- _Textabschnitt_
·····

Bei dieser Reform war die Regierung mit dem Problem konfrontiert, daß viele schon im Dienst stehende Lehrer überhaupt nicht für ihren Beruf ausgebildet worden und wegen ihrer unzureichenden Qualifikation berüchtigt waren. Von ihnen konnte nicht erwartet werden, daß sie anhand von Felbigers „Methodenbuch“ den neuen Prinzipien gemäß unterrichten würden. Genauso wenig konnten sie alle unter Maria Theresias „milder“ Regierung einfach entlassen werden. So entschied man sich, so viele der im Dienst stehenden Dorfschullehrer wie möglich auf die neuen Methoden umzuschulen – eine schwierige und oft frustrierende Aufgabe!

·····

- _Angezeigte Daten_
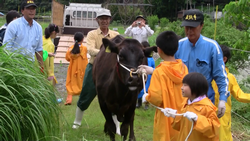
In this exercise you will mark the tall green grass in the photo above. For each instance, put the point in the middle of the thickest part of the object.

·····

- _Ihre Aufgabe_
Stimmen die Aussagen (a) bis (c) mit dem Abschnitt über die Umschulung der Dorfschullehrer überein? Antworten Sie jeweils mit Ja oder Nein und zitieren Sie die entscheidenden Worte des Abschnitts wörtlich: (a) Viele der bereits tätigen Lehrer hatten keine Ausbildung für ihren Beruf erhalten. (b) Die Regierung entließ alle unzureichend qualifizierten Lehrer. (c) Die Umschulung der Dorfschullehrer wird als leichte Aufgabe beschrieben. Die Daten sind hierfür ohne Belang.

- _Lösung der Aufgabe_
(a) Ja: »viele schon im Dienst stehende Lehrer überhaupt nicht für ihren Beruf ausgebildet worden«
(b) Nein: »Genauso wenig konnten sie alle unter Maria Theresias „milder“ Regierung einfach entlassen werden«
(c) Nein: »eine schwierige und oft frustrierende Aufgabe«